TASK TO CARRY OUT –
Collect every line from the entries below that contains the word "hand", and copy each one out.

SUPPLIED MATERIAL –
========
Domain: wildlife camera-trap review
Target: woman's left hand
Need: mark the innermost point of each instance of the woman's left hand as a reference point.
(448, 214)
========
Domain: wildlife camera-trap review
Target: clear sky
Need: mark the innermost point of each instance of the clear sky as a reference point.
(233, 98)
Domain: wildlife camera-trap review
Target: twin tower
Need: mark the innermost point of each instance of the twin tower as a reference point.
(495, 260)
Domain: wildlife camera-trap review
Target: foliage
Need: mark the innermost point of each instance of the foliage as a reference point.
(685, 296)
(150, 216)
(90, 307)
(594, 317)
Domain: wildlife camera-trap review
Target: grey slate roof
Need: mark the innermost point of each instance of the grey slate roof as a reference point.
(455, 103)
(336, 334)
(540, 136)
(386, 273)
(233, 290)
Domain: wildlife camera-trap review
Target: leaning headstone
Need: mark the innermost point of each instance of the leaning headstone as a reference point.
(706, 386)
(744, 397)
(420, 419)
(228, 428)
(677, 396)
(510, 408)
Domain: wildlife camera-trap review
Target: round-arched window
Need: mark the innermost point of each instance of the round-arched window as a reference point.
========
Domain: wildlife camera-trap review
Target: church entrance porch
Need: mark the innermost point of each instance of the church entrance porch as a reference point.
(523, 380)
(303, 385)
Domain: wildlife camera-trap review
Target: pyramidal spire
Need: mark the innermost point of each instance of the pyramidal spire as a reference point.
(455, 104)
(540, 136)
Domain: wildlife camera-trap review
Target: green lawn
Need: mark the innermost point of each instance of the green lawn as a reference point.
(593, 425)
========
REPLY –
Target: woman's left hand
Need: mark the innermost point of each instance of the woman's left hand as a reference point.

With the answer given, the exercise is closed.